_Aim of the exercise_
All the entries that follow are to be returned exactly.

[Referring expression data]
_ _ _ _
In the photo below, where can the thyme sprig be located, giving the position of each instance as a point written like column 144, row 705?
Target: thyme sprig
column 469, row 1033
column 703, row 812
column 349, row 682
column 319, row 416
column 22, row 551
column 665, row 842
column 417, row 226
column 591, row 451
_ _ _ _
_Finished task_
In the photo below, where can the thyme sprig be located, giving the position of each instance as a point written like column 144, row 705?
Target: thyme sprig
column 469, row 1033
column 703, row 812
column 349, row 682
column 319, row 416
column 22, row 551
column 665, row 842
column 417, row 226
column 591, row 451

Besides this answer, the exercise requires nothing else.